Natural language region descriptions
= Beginning of Section =

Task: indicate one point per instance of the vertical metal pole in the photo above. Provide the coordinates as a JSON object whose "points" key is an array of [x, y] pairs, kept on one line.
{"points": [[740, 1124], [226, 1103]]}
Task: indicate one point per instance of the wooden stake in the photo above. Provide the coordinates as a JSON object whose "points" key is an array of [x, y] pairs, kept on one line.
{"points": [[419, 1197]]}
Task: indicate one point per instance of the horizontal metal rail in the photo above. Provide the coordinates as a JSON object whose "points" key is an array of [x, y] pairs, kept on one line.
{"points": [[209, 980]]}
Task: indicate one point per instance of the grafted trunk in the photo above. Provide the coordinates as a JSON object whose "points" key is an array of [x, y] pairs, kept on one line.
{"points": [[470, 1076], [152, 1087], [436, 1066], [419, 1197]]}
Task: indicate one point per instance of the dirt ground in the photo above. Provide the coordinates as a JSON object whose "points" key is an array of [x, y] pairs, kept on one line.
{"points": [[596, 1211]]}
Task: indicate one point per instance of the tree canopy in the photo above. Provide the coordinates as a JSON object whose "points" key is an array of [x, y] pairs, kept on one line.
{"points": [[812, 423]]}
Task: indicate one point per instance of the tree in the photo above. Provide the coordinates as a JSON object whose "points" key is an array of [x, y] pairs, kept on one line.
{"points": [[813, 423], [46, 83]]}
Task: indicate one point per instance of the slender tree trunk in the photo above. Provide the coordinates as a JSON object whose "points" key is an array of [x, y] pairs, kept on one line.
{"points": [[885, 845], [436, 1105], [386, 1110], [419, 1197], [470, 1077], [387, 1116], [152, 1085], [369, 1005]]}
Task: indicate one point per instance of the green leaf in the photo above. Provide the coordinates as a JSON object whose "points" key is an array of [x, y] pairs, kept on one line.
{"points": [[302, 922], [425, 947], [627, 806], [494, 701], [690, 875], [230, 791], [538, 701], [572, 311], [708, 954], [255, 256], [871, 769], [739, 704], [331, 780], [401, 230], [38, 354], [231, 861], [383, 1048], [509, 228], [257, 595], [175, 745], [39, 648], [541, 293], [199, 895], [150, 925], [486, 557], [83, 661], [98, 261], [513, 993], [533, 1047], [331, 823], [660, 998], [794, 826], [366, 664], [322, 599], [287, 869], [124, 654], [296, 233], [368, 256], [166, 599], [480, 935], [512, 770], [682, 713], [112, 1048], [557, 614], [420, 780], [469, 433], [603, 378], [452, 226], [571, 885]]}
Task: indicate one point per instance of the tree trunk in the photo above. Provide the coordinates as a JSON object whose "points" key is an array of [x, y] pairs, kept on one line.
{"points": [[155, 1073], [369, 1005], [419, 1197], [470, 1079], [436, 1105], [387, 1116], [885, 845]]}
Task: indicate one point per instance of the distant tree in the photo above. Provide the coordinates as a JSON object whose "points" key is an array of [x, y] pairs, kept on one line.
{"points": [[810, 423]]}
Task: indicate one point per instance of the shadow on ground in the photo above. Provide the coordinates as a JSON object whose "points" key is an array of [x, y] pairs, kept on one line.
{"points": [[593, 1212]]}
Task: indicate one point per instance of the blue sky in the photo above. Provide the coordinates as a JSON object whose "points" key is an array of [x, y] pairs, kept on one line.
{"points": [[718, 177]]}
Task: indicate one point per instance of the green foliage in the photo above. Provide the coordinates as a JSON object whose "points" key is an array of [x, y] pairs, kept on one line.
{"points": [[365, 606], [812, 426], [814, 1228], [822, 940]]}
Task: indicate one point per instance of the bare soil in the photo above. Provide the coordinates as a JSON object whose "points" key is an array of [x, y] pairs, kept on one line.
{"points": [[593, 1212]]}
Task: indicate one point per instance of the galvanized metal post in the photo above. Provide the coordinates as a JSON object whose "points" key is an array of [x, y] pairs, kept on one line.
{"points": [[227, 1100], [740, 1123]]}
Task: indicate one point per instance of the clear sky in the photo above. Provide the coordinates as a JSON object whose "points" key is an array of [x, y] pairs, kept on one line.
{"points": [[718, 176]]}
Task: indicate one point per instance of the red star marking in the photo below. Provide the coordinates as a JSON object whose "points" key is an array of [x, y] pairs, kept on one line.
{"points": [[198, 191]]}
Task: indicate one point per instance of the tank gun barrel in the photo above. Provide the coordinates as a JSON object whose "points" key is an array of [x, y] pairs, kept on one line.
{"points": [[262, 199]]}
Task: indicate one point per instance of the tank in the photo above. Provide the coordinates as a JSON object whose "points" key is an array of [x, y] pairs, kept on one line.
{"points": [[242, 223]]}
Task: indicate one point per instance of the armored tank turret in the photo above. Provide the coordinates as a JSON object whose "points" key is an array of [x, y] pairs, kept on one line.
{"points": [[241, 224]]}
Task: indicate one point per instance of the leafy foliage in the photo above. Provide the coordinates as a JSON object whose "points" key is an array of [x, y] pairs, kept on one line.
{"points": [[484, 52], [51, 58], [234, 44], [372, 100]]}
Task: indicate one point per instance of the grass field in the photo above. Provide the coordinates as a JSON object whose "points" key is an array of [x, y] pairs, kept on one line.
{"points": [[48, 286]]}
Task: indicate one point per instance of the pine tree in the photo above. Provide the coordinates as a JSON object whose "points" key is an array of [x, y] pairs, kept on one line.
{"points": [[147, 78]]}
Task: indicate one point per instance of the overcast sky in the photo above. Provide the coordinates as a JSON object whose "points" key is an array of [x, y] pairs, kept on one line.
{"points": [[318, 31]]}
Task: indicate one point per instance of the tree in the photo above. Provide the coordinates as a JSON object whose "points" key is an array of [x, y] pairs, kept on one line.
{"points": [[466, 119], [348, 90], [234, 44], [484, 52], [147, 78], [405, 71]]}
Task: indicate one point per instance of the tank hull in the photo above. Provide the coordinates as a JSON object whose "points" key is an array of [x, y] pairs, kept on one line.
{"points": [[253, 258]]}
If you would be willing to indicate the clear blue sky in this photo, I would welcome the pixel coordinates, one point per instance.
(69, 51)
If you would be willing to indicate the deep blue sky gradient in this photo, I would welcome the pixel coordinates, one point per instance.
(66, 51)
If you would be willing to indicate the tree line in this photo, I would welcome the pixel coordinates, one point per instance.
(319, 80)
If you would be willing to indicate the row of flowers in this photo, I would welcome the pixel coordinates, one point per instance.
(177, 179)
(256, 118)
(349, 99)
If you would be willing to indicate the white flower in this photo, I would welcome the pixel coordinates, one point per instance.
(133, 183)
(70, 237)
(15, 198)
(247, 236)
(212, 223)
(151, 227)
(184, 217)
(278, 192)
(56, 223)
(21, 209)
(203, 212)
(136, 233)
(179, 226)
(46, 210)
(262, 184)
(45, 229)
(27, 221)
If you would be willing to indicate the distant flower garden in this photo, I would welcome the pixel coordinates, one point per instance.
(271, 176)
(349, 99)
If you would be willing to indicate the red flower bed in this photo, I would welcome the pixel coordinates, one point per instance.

= End of Section =

## Task directions
Return the data in full, with each line kept exactly as it is.

## Answer to this problem
Task: indicate one point per instance of the vertical metal pole in the photo above. Provide the coordinates as a JSON object whose "points" key is an array of [x, y] pairs, kept on one line.
{"points": [[740, 1124], [226, 1103]]}
Task: indicate one point per instance of the wooden stake in the photo above. Provide the coordinates as a JSON object whose "points" key is an array of [x, y] pairs, kept on one line.
{"points": [[419, 1197]]}
Task: indicate one point per instance of the horizontal metal rail in the photo above. Provide the coordinates as a JSON object whose "points" key is an array of [x, y] pairs, kept on one line.
{"points": [[209, 980]]}
Task: indicate one point per instance of the grafted trunk in the photo above. Provide the coordinates as a JSON object whose "points" key is an array of [x, y] pairs, kept on one line.
{"points": [[470, 1076], [152, 1087], [436, 1066], [419, 1197]]}
Task: indicate one point per instance of the dirt ground in the photo above. Provide the coordinates as a JSON object whose "points" key is an array of [x, y] pairs, kept on one line.
{"points": [[596, 1211]]}
Task: indicate one point per instance of the tree canopy in the photo above. Provide the coordinates as a JSON object whose "points" key is an array of [x, y] pairs, kept on one line.
{"points": [[812, 423]]}
Task: indicate one point per instance of the tree in the photo above. Provide the coordinates as a JSON object whose "points" key is an array of [x, y] pairs, kept on one line.
{"points": [[813, 423], [46, 83]]}
Task: indicate one point per instance of the slender tree trunk in the photo above. Provide the coordinates as a JSON object whose "points" key is an array of [x, y] pairs, kept on one line.
{"points": [[885, 845], [436, 1105], [386, 1110], [419, 1197], [470, 1077], [387, 1116], [152, 1085], [369, 1005]]}
Task: indicate one point per instance of the green leaf in the photo above. Provide the coordinates as a JSON object whose "points" key is an array of [x, y] pairs, kept on one line.
{"points": [[302, 922], [425, 947], [627, 806], [494, 701], [690, 875], [230, 791], [538, 701], [572, 311], [708, 954], [255, 256], [871, 769], [739, 704], [331, 780], [401, 230], [38, 354], [231, 861], [383, 1048], [509, 228], [257, 595], [175, 745], [39, 648], [541, 293], [199, 895], [150, 925], [486, 557], [83, 661], [98, 261], [513, 993], [533, 1047], [331, 823], [660, 998], [794, 826], [366, 664], [322, 599], [287, 869], [124, 654], [296, 233], [368, 256], [166, 599], [480, 935], [512, 770], [682, 713], [112, 1048], [557, 614], [420, 780], [469, 433], [603, 378], [452, 226], [571, 885]]}
Task: indicate one point per instance of the tree trunk in the photo above. Provide the coordinates as a JSON object whose "points" key is an array of [x, y] pairs, kept on one line.
{"points": [[155, 1073], [369, 1005], [419, 1197], [470, 1079], [436, 1105], [387, 1116], [885, 845]]}
Task: indicate one point per instance of the distant tree in the photo above. Provide the coordinates as a JSON object whose "points" key is an array of [x, y] pairs, kept on one line.
{"points": [[810, 423]]}
Task: indicate one point per instance of the shadow on ground in the photo above. Provide the coordinates as a JSON object whose "points" key is an array of [x, y] pairs, kept on one line.
{"points": [[593, 1212]]}
Task: indicate one point per instance of the blue sky in the photo above. Provide the coordinates as a JSON object whose "points" key is an array of [x, y] pairs, kept on one line.
{"points": [[718, 177]]}
Task: indicate one point per instance of the green foliage in the photo above. Provide the coordinates as a JSON object whose "points" key is an array of [x, y] pairs, kept on one line.
{"points": [[365, 606], [812, 426], [814, 1228], [822, 940]]}
Task: indicate one point per instance of the bare soil in the photo above. Provide the coordinates as a JSON object whose "points" key is an array of [x, y] pairs, kept on one line.
{"points": [[593, 1212]]}
Task: indicate one point per instance of the galvanized metal post in the photo above. Provide the coordinates as a JSON object whose "points" key is an array of [x, y] pairs, kept on one line.
{"points": [[227, 1100], [740, 1123]]}
Task: indicate one point per instance of the clear sky in the photo above. Provide the coordinates as a JSON object whose "points" key is an array of [x, y] pairs, kept on one line.
{"points": [[718, 176]]}
Task: indicate one point per instance of the red star marking in the photo below. Provide the coordinates as a JSON object whose "points" key is an array of [x, y] pairs, kept on one line.
{"points": [[198, 191]]}
Task: indicate one point per instance of the tank gun barrel in the photo above. Provide the coordinates as a JSON object whose "points" key is an array of [x, y] pairs, kept on one line.
{"points": [[262, 199]]}
Task: indicate one point per instance of the tank in the photo above. Provide the coordinates as a JSON object whose "points" key is an array of [x, y] pairs, kept on one line.
{"points": [[242, 223]]}
Task: indicate one point per instance of the armored tank turret in the photo above. Provide the coordinates as a JSON object whose "points" key is an array of [x, y] pairs, kept on one line.
{"points": [[241, 224]]}
Task: indicate one point per instance of the leafy foliage in the photo above. Provide the coordinates as a JSON object whose "points" key is an array of [x, y] pairs, kept on one line.
{"points": [[484, 52], [51, 58], [234, 44], [372, 100]]}
Task: indicate one point per instance of the grass field in the photo above. Provide the coordinates as a JSON object whose "points" key is an array of [x, y] pairs, kept on one line.
{"points": [[48, 286]]}
Task: indicate one point per instance of the pine tree in the photo above. Provide the coordinates as a JSON object whose "points" key is an array of [x, y] pairs, kept on one line.
{"points": [[147, 78]]}
Task: indicate one point per instance of the overcast sky in the photo above. Provide the coordinates as a JSON object whose "points" key is an array of [x, y] pairs, kept on one line.
{"points": [[318, 31]]}
Task: indicate one point per instance of the tree in the photo above. Provide the coordinates as a JSON object whose "points" key is an array of [x, y] pairs, kept on one line.
{"points": [[466, 119], [348, 90], [234, 44], [484, 52], [147, 78], [405, 71]]}
Task: indicate one point per instance of the tank hull in the photo above. Provide the coordinates as a JSON object whose "points" key is an array of [x, y] pairs, kept on one line.
{"points": [[253, 258]]}
If you would be willing to indicate the clear blue sky in this photo, I would welcome the pixel coordinates, one point per instance.
(69, 51)
If you would be willing to indicate the deep blue sky gradient in this photo, I would welcome the pixel coordinates, one point per instance.
(66, 51)
If you would be willing to indicate the tree line in this photo, I would welcome the pixel coordinates, one point per instance.
(319, 80)
If you would be willing to indicate the row of flowers in this photo, I would welcome the pixel coordinates, one point per instance.
(177, 179)
(256, 118)
(349, 99)
If you would be willing to indicate the white flower in this photo, I would welcome the pixel coordinates, one point per instance.
(133, 183)
(70, 237)
(15, 198)
(247, 236)
(212, 223)
(151, 227)
(184, 217)
(278, 192)
(56, 223)
(21, 209)
(203, 212)
(136, 233)
(179, 226)
(46, 210)
(262, 184)
(45, 229)
(27, 221)
If you would be willing to indicate the distant flower garden in this photo, I would welcome the pixel coordinates, one point per instance.
(271, 176)
(349, 99)
If you would be willing to indicate the red flower bed in this photo, I would welcome the pixel coordinates, one point per instance.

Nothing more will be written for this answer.